Reproduce every line of the listing below without any changes, leaving out the pictures.

-------------------------

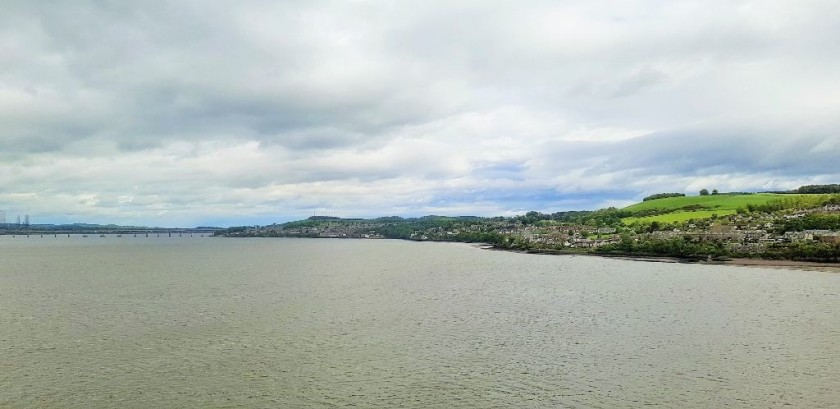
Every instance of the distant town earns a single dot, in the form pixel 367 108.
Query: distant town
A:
pixel 798 225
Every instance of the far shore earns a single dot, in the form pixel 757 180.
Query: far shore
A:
pixel 739 262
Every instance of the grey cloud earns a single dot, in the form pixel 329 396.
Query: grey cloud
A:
pixel 304 103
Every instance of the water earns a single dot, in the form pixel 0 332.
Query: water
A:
pixel 210 322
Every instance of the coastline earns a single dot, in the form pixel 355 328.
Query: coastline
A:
pixel 736 262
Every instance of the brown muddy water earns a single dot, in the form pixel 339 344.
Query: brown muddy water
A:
pixel 211 322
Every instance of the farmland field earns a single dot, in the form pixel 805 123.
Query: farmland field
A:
pixel 721 205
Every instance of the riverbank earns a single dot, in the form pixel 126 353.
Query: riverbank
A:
pixel 738 262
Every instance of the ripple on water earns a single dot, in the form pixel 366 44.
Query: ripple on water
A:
pixel 314 323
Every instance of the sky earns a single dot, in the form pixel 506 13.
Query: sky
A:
pixel 188 113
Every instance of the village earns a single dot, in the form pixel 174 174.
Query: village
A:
pixel 740 233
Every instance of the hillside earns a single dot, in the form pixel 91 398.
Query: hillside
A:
pixel 680 209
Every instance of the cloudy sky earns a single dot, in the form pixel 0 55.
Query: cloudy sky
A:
pixel 252 112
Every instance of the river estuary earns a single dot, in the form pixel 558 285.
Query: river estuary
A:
pixel 212 322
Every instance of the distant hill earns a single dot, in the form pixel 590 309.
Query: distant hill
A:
pixel 681 209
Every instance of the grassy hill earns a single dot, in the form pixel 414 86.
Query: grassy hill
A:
pixel 680 209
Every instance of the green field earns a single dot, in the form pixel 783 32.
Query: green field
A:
pixel 721 205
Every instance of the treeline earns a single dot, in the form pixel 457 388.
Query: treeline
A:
pixel 813 221
pixel 679 247
pixel 819 189
pixel 663 196
pixel 798 202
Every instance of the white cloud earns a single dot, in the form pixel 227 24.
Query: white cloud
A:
pixel 177 113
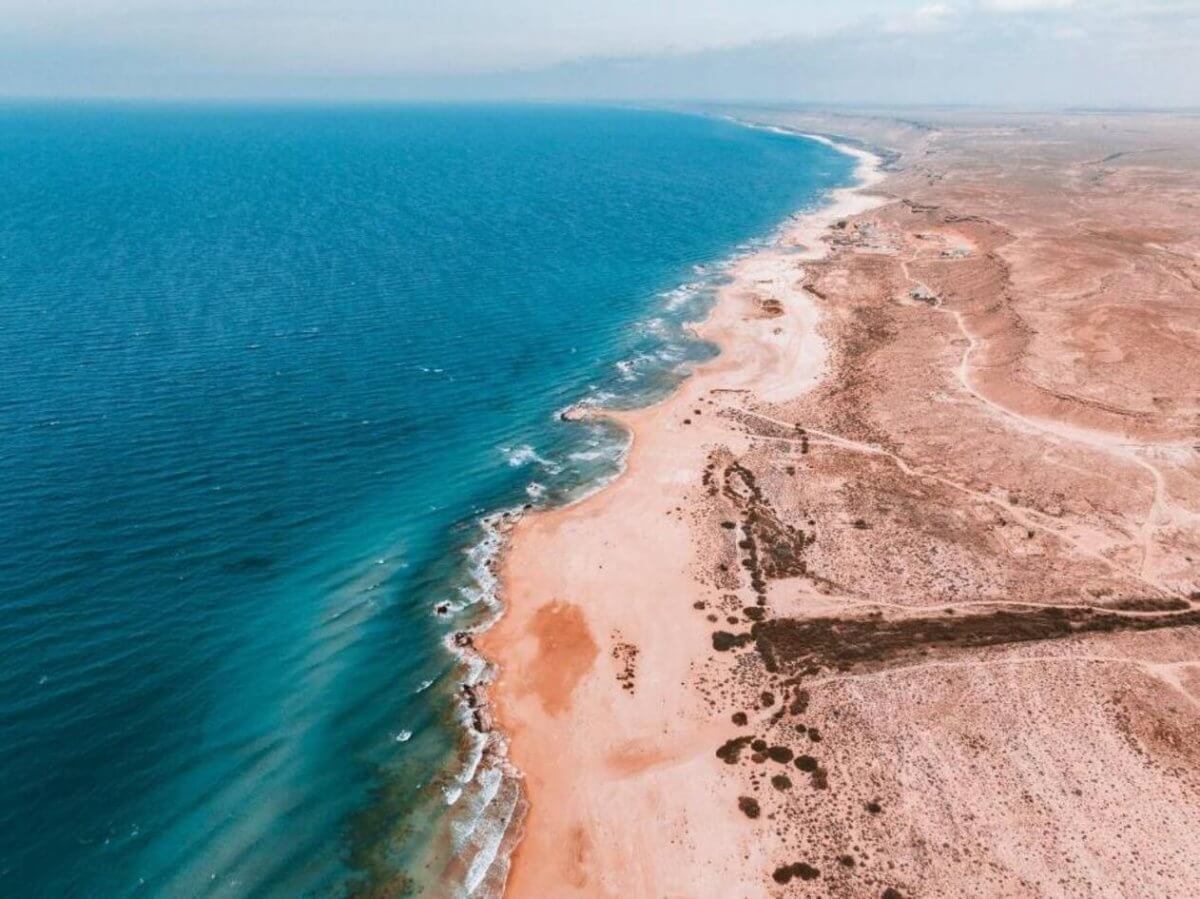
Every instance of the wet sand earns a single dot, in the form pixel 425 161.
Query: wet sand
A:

-------------------------

**Exercise output:**
Every instance of the distant town earns a single dot, in the form pixel 367 108.
Query: distant town
A:
pixel 798 225
Every instance of the far shore earns a single dot, in the form pixel 757 180.
Query: far shore
A:
pixel 739 262
Every instance of the grey cloud earns a single dot, in the form pixel 329 396.
Query: grey cloud
A:
pixel 304 103
Every instance of the water earns a single dot, in the form pixel 0 332.
Query: water
A:
pixel 210 322
Every instance of the coastline earns a single dot, in the form pixel 355 328.
Query: coastline
A:
pixel 736 262
Every instance of the brown muddy water earns a single dot, in the form pixel 339 344.
Query: brown muddy water
A:
pixel 211 322
Every instance of the farmland field earns a single dot, in the form pixel 805 123.
Query: farmland field
A:
pixel 721 205
Every instance of the riverbank earns a single dot, in the form pixel 126 353.
Query: riverbank
A:
pixel 738 262
Every instance of the ripple on water earns a single dot, in the form pixel 366 44.
Query: ripple on water
A:
pixel 314 323
Every instance of the sky earns a single dot, in the form pixel 506 13.
Query: sky
A:
pixel 188 113
Every instance of the village earns a single dot, in the form pixel 174 174.
Query: village
A:
pixel 740 233
Every instance of the hillside earns a single dot, in the form pixel 91 398.
Query: hillside
A:
pixel 680 209
Every instance of the cloudy sky earns a single dot, in the form pixel 0 55.
Query: cloudy sky
A:
pixel 252 112
Every instance of the river estuary earns a single dot, in the form pixel 558 285.
Query: river estuary
A:
pixel 212 322
Every instance of the distant hill earns a single dot, in the form pixel 590 309.
Query: distant hill
A:
pixel 681 209
Every instance of the grassy hill earns a single dot, in the form pixel 414 86.
Query: grassy hill
A:
pixel 680 209
Every instance of the green field earns a single dot, in the form pixel 783 32.
Query: green field
A:
pixel 721 205
Every instance of the treeline earns a single dot, in the form pixel 457 388.
Query: treeline
A:
pixel 813 221
pixel 679 247
pixel 819 189
pixel 663 196
pixel 798 202
Every instance of the white cloud earns a single dot, in the form pixel 227 24.
Query: white cloud
A:
pixel 177 113
Every instance of the wet sand earns a single dot, in the form pixel 425 161.
Query: wet sand
A:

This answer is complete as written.